=== STORED DATA ===
________________________
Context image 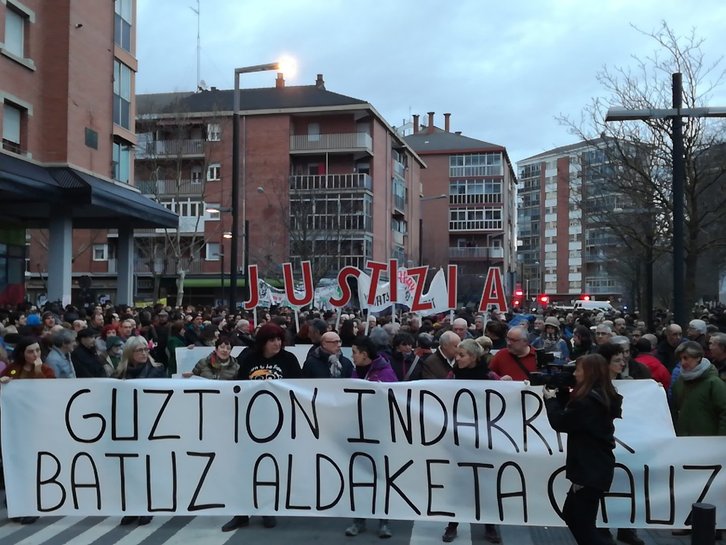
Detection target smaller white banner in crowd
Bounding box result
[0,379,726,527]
________________________
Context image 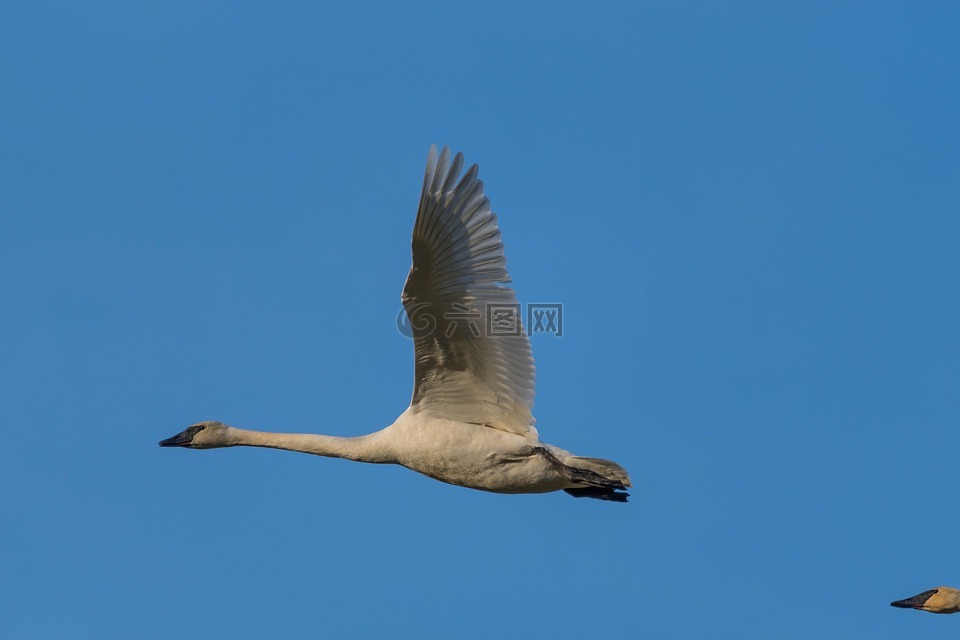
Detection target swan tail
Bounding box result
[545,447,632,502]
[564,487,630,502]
________________________
=== TASK DIRECTIONS ===
Tally the lines in the rows above that contain the string "target", and reply with the number alone.

=== RESULT OF THIS EXERCISE ===
2